Zet alle regels van de records hieronder om in een genummerde lijst en laat lege regels weg.
-------------------------
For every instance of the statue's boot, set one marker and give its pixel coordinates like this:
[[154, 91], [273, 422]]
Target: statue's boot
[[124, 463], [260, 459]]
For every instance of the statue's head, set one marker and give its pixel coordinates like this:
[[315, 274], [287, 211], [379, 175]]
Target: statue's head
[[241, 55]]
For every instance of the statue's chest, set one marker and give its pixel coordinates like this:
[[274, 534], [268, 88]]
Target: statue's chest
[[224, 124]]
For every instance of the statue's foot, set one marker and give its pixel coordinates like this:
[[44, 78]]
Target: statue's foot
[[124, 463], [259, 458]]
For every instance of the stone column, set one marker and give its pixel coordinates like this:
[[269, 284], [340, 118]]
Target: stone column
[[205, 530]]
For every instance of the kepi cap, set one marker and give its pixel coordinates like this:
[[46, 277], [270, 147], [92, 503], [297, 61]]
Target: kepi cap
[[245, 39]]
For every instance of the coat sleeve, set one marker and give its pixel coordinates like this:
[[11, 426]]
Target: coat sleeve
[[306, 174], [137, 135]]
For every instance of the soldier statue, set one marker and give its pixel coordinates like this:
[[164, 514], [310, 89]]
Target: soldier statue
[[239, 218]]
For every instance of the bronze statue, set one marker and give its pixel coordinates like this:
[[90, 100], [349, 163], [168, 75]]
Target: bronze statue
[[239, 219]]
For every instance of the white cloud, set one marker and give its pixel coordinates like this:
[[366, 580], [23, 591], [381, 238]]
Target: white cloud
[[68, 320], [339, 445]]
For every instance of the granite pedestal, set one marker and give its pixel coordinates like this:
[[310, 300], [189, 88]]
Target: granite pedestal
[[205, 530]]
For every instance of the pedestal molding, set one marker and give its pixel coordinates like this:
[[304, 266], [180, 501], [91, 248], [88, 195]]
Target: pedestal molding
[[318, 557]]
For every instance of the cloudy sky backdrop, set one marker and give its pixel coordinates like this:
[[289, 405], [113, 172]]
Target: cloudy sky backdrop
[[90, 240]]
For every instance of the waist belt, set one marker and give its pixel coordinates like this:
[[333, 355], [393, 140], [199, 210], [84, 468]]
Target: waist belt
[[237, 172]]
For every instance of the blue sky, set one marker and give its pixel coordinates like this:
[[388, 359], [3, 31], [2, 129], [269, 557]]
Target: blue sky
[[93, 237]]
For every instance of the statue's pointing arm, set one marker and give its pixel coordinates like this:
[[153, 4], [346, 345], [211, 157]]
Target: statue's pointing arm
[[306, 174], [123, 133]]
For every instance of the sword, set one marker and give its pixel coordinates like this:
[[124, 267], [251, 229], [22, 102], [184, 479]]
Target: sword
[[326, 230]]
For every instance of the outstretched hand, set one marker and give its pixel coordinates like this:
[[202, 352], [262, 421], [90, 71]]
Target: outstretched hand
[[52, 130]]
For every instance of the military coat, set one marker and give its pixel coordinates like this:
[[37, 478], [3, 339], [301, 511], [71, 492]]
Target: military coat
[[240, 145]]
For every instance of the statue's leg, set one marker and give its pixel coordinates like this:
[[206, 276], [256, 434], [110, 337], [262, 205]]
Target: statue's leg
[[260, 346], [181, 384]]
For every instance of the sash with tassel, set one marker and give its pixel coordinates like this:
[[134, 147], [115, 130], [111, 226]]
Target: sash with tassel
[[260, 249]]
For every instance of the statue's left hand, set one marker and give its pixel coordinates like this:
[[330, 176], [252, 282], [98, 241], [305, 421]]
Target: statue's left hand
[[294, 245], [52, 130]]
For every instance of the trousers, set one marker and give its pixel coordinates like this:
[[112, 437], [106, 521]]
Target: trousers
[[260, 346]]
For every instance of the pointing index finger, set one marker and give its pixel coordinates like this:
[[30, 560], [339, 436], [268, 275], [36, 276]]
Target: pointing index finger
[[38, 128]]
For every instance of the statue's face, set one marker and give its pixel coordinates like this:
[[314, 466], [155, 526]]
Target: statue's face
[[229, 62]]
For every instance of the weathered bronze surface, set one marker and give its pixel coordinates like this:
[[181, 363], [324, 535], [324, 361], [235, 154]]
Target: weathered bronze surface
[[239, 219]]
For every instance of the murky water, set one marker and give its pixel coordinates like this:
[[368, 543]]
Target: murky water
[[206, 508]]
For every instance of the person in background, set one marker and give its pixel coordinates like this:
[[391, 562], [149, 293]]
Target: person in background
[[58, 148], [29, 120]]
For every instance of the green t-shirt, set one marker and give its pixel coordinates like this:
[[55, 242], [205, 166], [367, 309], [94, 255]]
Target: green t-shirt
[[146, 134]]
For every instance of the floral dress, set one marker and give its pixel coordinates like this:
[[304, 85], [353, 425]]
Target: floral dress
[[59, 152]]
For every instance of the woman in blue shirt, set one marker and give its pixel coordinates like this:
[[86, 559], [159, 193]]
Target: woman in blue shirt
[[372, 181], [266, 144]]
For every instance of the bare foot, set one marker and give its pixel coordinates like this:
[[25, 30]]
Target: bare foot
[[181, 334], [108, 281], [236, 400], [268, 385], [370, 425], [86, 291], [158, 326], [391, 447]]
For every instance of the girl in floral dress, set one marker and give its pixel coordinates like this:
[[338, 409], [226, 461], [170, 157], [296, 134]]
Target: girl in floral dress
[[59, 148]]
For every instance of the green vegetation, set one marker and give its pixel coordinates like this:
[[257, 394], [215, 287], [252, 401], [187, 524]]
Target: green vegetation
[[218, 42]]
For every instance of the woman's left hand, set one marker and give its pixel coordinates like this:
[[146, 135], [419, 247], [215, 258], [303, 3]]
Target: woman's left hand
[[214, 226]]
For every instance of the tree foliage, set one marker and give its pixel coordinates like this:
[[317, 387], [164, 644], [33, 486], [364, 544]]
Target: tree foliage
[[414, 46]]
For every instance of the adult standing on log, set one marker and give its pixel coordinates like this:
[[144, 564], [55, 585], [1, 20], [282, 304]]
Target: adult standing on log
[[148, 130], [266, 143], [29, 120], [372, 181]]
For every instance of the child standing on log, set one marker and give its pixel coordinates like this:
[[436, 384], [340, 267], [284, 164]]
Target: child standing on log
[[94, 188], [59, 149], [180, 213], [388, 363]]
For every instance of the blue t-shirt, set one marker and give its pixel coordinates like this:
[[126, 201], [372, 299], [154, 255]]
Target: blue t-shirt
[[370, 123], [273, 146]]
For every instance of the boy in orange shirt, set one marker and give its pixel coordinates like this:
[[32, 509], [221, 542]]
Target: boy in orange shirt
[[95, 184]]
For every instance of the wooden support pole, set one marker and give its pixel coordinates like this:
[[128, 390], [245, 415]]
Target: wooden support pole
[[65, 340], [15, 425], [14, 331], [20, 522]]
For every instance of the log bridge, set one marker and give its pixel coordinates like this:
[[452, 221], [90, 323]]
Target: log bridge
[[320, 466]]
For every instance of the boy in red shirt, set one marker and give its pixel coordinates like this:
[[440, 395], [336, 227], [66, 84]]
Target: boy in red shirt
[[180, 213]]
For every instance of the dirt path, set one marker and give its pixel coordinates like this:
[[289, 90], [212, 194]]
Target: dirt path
-------------------------
UITVOER:
1. For every instance of the statue's boot, set one marker and give its pixel coordinates like this:
2. [[154, 91], [273, 422]]
3. Target: statue's boot
4. [[124, 463], [260, 459]]
5. For every instance of the statue's head, set one marker and give its pixel coordinates like this:
6. [[315, 274], [287, 211], [379, 175]]
7. Target: statue's head
8. [[241, 55]]
9. For every instance of the statue's chest, set one marker and give its pixel coordinates like this:
10. [[274, 534], [268, 88]]
11. Target: statue's chest
12. [[224, 124]]
13. For every instance of the statue's foot, set one marker and give its pixel coordinates like this:
14. [[44, 78]]
15. Target: statue's foot
16. [[124, 463], [259, 458]]
17. For every instance of the stone column, set one marker and give its pixel coordinates like this:
18. [[269, 284], [340, 118]]
19. Target: stone column
20. [[205, 530]]
21. For every instance of the kepi cap, set one marker and give its pixel coordinates like this:
22. [[46, 277], [270, 147], [92, 503], [297, 61]]
23. Target: kepi cap
24. [[245, 39]]
25. For every instance of the coat sleeve, set one marker and give its pixel coordinates like this:
26. [[11, 426]]
27. Target: coat sleeve
28. [[306, 174], [137, 135]]
29. For every instance of the soldier statue, set one marker and give its pixel coordinates like this:
30. [[164, 514], [310, 89]]
31. Target: soldier statue
32. [[239, 218]]
33. For every instance of the bronze statue, set one marker and give its pixel coordinates like this:
34. [[90, 100], [349, 163], [168, 75]]
35. Target: bronze statue
36. [[239, 219]]
37. For every instance of the white cloud, set one marker and give its pixel coordinates like this:
38. [[366, 580], [23, 591], [381, 238]]
39. Target: white cloud
40. [[68, 320], [339, 445]]
41. For every instance of the granite pedestal, set one marker and give its pixel coordinates like this:
42. [[310, 300], [189, 88]]
43. Target: granite pedestal
44. [[205, 530]]
45. For every instance of the pedestal molding, set one marker and give its pixel coordinates like this:
46. [[304, 266], [180, 501], [91, 248], [88, 195]]
47. Target: pedestal molding
48. [[318, 557]]
49. For every instance of the cloudy sky backdrop, set one marker and give its pixel coordinates like this:
50. [[289, 405], [113, 172]]
51. Target: cloudy sky backdrop
52. [[90, 240]]
53. For every instance of the waist belt, set one marker and give its pixel coordinates like this:
54. [[333, 355], [393, 140], [199, 210], [84, 468]]
55. Target: waist belt
56. [[237, 172]]
57. For every instance of the blue sky, set one marker and give its pixel coordinates like this:
58. [[388, 359], [3, 31], [2, 129], [269, 557]]
59. Target: blue sky
60. [[93, 237]]
61. For every instance of the statue's pointing arm, set one marker and give its pixel coordinates like this:
62. [[153, 4], [346, 345], [211, 157]]
63. Target: statue's pointing arm
64. [[306, 174], [123, 133]]
65. For every instance of the sword, set one marker and give its pixel coordinates like this:
66. [[124, 267], [251, 229], [22, 102], [184, 479]]
67. Target: sword
68. [[326, 230]]
69. For every instance of the outstretched hand, set one marker and give its pixel coordinates like this:
70. [[202, 352], [262, 421], [90, 71]]
71. Target: outstretched hand
72. [[52, 130]]
73. For every instance of the military coat, set one marker and give its pixel coordinates like this:
74. [[37, 478], [3, 339], [301, 511], [71, 492]]
75. Target: military coat
76. [[240, 145]]
77. For every instance of the statue's leg, set one marker and give its pixel coordinates like this:
78. [[206, 276], [256, 434], [110, 337], [262, 205]]
79. Target: statue's leg
80. [[260, 346], [181, 384]]
81. For every instance of the sash with tassel, set one marker and give its pixel coordinates like this:
82. [[134, 147], [115, 130], [111, 226]]
83. Target: sash with tassel
84. [[260, 249]]
85. For every instance of the statue's left hand, set one marker and give its pixel coordinates like this:
86. [[330, 176], [252, 282], [98, 241], [305, 421]]
87. Target: statue's left hand
88. [[294, 245], [52, 130]]
89. For every instance of the trousers, set one marker and give its pixel coordinates like this:
90. [[112, 437], [106, 521]]
91. Target: trousers
92. [[260, 346]]
93. For every instance of the pointing index finger, set one marker and give its pixel coordinates like this:
94. [[30, 560], [339, 436], [268, 275], [36, 276]]
95. Target: pointing index finger
96. [[38, 128]]
97. For every instance of the statue's face, set one marker and give its pixel coordinates like this:
98. [[314, 466], [155, 526]]
99. Target: statue's face
100. [[229, 62]]
101. For every instance of the weathered bronze surface, set one marker and give its pixel coordinates like this:
102. [[181, 363], [324, 535], [324, 361], [235, 154]]
103. Target: weathered bronze surface
104. [[239, 219]]
105. For every instance of the murky water, set one marker and give its pixel coordinates like this:
106. [[368, 543]]
107. Target: murky water
108. [[206, 508]]
109. For every instance of the person in background, set one marker and give its pixel coordinates like this:
110. [[391, 562], [149, 293]]
111. Target: person in background
112. [[58, 148], [29, 120]]
113. For every instance of the green t-shirt, set one marker and give its pixel coordinates like this:
114. [[55, 242], [205, 166], [367, 309], [94, 255]]
115. Target: green t-shirt
116. [[146, 134]]
117. For every instance of the floral dress, set one marker and give its pixel coordinates like this:
118. [[304, 85], [353, 425]]
119. Target: floral dress
120. [[59, 152]]
121. For every instance of the woman in blue shirt, set one marker and give its pixel coordinates like this:
122. [[86, 559], [159, 193]]
123. Target: woman in blue shirt
124. [[372, 181], [266, 144]]
125. For every instance of the bare foot, set one marker and give its pixel coordinates like this:
126. [[25, 30]]
127. Target: bare foot
128. [[181, 334], [108, 281], [236, 400], [268, 385], [370, 425], [86, 291], [158, 326], [391, 447]]
129. For every instance of the girl in floral dress, set one marker and give its pixel coordinates like this:
130. [[338, 409], [226, 461], [170, 157], [296, 134]]
131. Target: girl in floral dress
132. [[59, 148]]
133. For every instance of the green vegetation, set one marker and give its pixel coordinates like this:
134. [[257, 394], [215, 287], [252, 401], [187, 524]]
135. Target: green vegetation
136. [[218, 42]]
137. For every instance of the woman's left hand, set one marker and give its pixel coordinates like this:
138. [[146, 135], [419, 247], [215, 258], [303, 3]]
139. Target: woman's left hand
140. [[214, 226]]
141. For every instance of the tree foliage, set one marker and give its pixel coordinates like this:
142. [[317, 387], [164, 644], [33, 486], [364, 544]]
143. Target: tree foliage
144. [[414, 46]]
145. For every instance of the adult standing on log, set one marker and give its pixel coordinates like this:
146. [[144, 564], [55, 585], [1, 20], [282, 304]]
147. Target: adult standing on log
148. [[148, 130], [266, 143], [29, 120], [372, 181]]
149. For every instance of the child standing on log, set one marker and give its pixel coordinates like this:
150. [[436, 384], [340, 267], [284, 164]]
151. Target: child standing on log
152. [[94, 188], [59, 149], [180, 213], [388, 363]]
153. For every instance of the blue t-shirt, set one marker and give its pixel coordinates like this:
154. [[126, 201], [372, 299], [154, 255]]
155. Target: blue t-shirt
156. [[370, 123], [273, 146]]
157. For every instance of the boy in orange shirt, set one marker and give its pixel coordinates like this:
158. [[32, 509], [221, 542]]
159. Target: boy in orange shirt
160. [[95, 184]]
161. For every instance of the wooden support pole, set one marker and give its pixel coordinates like this:
162. [[128, 390], [245, 415]]
163. Target: wooden support pole
164. [[65, 340], [15, 425], [14, 331], [20, 522]]
165. For every instance of the log bridge, set one marker and give its pixel coordinates like this:
166. [[452, 221], [90, 323]]
167. Target: log bridge
168. [[320, 466]]
169. For every instance of the boy in red shirt, set one marker and give its pixel coordinates like this:
170. [[440, 395], [336, 227], [66, 84]]
171. Target: boy in red shirt
172. [[180, 213]]
173. For every instance of the dirt path, set one marker and give its pixel coordinates like this:
174. [[289, 90], [212, 194]]
175. Target: dirt path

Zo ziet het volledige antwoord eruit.